ЧТО СДЕЛАТЬ:
Ответьте на вопросы по отрывку о немецких философах-атеистах:
1. Против чего, согласно отрывку, Гейне предостерегал своих друзей?
2. Как назывался труд Даумера, вышедший в 1847 году?
3. К какому заключению пришел Даумер об Иегове и Молохе?

ВЫБРАННЫЙ ОТРЫВОК:
════════════════════
Крестовый поход атеистов

 
   Размышляя в конце жизни о дерзостях германской философии и приводя себя самого в качестве примера, Гейне предостерегал своих друзей Руге и Маркса, а также Даумера, Фейербаха и Бруно Бауэра против «самообожествления атеистов». В 1840-1850 годах немецкие метафизики открыто ставили Бога под сомнение. По этому пункту «Молодые гегельянцы» выступили через три четверти века после французских материалистов эпохи Просвещения.
   Старший из этой пятерки и наименее известный в наши дни Георг-Фридрих Даумер отнюдь не является самым неинтересным из них. Сначала он выступил как философ, но поиски и обширный круг чтения увлекли его на заброшенную тропу, проложенную некогда арабскими мыслителями, упрекавшими христиан в «поедании своего Бога». Подвергавшийся яростным нападкам и провокациям во имя господствующей религии, он пришел к тому, что стал видеть в христианстве братство людоедов. Он полагал, что ему удалось захватить самые последние укрепления христианства в своем труде «Тайны христианской античности» (1847). Уходя еще дальше в прошлое, он пришел к заключению, что Иегова и Молох первоначально составляли одно целое, а пасха была «торжественным праздником, в ходе которого семиты приносили детей в жертву»; но в самые давние времена иудеи очистили свою религию и установили жертвоприношение животных. Однако среди них сохранилась «секта, которая продолжала практиковать древние каннибальские ужасы». Иисус якобы был вождем этой подпольной секты; он не доверял Иуде, поскольку чувствовал, что тот шпионил за ним. Они столкнулись во время тайной вечери, которую Даумер считал людоедской церемонией: «Иисус заявил, что Иуда представляет опасность, потому что он не принимает никакого участия или лишь частичное участие в этом особом ужине. Чтобы испытать чувства и дух ложного апостола следует заставить его отведать блюда, которого тот не хочет, и проглатывает кусок с ужасом и отвращением. После этой сцены Иуда, глубоко потрясенный и оскорбленный, спешит выдать то, что произошло под покровом тайны». Так был пролит свет на самые последние тайны христианства.
════════════════════
ПРЕДОСТАВЛЕННЫЕ ЗАПИСИ:

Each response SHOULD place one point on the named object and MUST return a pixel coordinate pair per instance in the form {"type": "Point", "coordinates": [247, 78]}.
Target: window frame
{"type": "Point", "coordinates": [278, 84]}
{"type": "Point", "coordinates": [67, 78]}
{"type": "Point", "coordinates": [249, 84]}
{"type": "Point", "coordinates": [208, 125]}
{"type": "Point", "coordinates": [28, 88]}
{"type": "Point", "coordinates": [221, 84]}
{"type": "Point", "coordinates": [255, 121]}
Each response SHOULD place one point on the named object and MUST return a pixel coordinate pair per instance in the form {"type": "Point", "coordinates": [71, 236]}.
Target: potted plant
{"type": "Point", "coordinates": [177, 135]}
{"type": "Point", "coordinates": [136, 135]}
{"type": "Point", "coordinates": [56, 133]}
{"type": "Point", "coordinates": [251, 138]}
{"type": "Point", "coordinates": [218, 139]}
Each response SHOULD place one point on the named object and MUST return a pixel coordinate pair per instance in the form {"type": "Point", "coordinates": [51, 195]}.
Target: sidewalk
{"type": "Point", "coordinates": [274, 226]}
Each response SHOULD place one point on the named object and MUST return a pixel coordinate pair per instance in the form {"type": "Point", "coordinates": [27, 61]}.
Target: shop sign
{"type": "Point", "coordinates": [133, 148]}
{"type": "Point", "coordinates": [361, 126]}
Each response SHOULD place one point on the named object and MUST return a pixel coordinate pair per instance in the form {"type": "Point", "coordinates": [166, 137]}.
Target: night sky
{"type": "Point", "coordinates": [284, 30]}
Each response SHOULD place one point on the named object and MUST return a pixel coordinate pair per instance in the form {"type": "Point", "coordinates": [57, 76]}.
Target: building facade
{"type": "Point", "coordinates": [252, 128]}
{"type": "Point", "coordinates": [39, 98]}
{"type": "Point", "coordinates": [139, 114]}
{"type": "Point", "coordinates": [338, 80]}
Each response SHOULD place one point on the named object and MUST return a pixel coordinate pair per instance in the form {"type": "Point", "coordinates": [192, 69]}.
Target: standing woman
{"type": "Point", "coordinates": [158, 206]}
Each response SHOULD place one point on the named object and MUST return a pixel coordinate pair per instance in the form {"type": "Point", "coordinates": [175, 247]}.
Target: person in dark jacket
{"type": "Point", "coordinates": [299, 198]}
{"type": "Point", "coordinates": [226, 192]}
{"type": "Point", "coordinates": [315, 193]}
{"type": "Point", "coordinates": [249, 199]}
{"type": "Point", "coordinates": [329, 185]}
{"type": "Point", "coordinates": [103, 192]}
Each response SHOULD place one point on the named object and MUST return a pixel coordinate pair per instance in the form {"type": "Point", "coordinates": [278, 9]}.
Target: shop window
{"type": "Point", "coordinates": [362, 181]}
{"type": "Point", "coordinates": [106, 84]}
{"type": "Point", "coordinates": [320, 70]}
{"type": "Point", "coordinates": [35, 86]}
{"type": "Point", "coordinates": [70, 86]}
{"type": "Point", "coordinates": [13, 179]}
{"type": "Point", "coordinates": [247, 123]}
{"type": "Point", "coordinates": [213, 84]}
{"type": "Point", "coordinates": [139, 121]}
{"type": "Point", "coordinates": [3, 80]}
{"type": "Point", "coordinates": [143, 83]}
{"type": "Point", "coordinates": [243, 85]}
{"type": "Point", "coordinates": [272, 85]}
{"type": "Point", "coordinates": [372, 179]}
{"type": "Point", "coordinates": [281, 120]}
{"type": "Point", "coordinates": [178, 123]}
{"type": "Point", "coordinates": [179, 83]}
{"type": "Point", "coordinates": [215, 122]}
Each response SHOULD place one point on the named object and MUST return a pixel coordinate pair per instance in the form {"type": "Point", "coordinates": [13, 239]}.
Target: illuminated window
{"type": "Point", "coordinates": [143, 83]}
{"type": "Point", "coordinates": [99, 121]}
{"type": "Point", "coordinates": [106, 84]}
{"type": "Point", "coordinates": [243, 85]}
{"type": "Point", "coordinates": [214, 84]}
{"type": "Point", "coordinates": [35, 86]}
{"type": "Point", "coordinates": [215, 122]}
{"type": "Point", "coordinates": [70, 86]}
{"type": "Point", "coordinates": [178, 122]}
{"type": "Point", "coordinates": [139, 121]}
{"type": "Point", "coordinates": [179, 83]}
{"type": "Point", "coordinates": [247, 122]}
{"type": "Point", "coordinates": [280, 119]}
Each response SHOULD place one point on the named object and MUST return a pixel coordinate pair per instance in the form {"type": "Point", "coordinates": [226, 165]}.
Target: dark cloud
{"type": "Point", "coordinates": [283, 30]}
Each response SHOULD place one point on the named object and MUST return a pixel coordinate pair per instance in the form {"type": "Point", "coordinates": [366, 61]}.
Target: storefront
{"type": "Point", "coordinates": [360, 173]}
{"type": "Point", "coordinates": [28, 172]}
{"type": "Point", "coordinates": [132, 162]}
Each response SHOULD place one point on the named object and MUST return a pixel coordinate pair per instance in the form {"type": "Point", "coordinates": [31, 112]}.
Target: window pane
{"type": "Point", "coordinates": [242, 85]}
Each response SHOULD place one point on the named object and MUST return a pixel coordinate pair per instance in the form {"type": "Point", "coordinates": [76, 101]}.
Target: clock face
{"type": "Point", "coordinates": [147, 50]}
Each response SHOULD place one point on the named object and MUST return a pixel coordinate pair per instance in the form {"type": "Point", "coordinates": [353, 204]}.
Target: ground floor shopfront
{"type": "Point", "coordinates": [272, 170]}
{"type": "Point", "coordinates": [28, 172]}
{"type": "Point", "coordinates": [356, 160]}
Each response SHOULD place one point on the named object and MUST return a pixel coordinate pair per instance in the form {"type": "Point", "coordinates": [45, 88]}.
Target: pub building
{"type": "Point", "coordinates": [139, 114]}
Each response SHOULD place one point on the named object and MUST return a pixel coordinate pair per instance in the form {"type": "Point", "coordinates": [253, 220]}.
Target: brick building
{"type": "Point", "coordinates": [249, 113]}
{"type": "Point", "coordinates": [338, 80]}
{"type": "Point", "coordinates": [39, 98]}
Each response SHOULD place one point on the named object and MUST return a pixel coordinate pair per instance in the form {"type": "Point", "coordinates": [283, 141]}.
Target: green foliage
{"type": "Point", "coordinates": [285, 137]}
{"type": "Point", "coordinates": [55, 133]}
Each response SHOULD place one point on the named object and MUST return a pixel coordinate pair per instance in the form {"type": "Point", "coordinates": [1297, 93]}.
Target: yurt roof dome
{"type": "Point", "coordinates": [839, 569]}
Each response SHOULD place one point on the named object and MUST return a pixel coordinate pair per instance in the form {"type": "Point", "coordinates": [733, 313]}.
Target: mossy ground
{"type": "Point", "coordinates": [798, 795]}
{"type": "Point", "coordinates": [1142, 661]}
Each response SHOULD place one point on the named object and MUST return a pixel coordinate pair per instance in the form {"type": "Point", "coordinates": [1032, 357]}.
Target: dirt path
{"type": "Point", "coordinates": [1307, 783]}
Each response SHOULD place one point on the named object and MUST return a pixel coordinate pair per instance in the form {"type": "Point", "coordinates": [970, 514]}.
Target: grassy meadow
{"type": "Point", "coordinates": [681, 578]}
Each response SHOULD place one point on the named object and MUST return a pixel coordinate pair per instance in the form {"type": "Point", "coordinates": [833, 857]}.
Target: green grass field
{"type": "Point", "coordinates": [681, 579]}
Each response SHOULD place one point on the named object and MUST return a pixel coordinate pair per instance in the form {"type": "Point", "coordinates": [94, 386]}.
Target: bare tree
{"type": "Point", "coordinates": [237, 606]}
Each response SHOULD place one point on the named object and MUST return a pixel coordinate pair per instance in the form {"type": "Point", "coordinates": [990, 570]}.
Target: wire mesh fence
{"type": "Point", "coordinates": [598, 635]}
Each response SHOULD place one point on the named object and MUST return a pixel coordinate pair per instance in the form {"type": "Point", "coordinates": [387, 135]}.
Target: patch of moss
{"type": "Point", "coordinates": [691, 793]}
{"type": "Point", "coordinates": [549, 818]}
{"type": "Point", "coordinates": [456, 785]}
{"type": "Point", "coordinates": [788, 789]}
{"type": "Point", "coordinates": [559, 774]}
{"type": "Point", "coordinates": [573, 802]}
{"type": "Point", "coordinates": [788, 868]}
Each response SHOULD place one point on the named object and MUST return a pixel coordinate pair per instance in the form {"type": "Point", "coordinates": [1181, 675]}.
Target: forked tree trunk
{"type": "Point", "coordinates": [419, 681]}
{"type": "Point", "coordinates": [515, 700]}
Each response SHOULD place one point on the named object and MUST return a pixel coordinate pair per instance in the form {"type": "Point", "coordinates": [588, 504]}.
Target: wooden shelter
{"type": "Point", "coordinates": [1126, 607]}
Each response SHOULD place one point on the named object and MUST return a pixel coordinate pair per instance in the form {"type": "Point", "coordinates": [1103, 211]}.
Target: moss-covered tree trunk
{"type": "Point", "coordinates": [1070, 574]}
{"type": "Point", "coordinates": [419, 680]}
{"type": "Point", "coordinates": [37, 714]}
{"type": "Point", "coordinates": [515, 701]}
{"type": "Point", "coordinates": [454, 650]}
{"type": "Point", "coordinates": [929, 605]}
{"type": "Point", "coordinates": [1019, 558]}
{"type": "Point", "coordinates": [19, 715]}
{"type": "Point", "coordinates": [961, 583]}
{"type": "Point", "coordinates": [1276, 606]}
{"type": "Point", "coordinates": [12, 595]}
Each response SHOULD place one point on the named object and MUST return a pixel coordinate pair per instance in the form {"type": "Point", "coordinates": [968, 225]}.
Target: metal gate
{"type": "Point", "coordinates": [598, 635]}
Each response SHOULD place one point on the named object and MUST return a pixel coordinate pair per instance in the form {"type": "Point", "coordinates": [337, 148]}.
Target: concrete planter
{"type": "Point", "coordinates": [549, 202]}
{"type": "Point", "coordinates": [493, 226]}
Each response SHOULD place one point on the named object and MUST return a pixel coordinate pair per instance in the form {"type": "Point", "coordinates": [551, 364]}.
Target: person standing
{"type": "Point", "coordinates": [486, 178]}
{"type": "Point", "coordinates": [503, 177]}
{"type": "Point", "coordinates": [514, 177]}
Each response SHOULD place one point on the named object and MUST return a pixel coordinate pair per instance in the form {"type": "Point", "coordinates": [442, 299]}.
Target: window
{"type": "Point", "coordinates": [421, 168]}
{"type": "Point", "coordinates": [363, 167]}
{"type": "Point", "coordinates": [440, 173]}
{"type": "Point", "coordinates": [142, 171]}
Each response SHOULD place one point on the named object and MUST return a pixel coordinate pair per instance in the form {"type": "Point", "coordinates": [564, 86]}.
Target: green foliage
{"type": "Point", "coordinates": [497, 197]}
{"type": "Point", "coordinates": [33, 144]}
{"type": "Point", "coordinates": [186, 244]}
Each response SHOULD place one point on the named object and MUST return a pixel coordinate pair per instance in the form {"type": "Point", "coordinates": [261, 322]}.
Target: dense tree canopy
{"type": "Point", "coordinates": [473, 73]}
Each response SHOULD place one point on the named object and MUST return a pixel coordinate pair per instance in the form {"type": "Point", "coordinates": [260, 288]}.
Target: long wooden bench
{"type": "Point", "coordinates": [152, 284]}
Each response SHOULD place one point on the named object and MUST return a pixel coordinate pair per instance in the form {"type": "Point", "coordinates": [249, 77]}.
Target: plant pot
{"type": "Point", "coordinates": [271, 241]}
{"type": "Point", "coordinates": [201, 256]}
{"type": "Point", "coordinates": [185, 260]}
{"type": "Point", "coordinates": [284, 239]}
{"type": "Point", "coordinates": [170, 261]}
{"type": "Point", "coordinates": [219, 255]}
════════════════════
ОЖИДАЕМЫЙ ОТВЕТ:
1. Против «самообожествления атеистов».
2. «Тайны христианской античности».
3. Что Иегова и Молох первоначально составляли одно целое.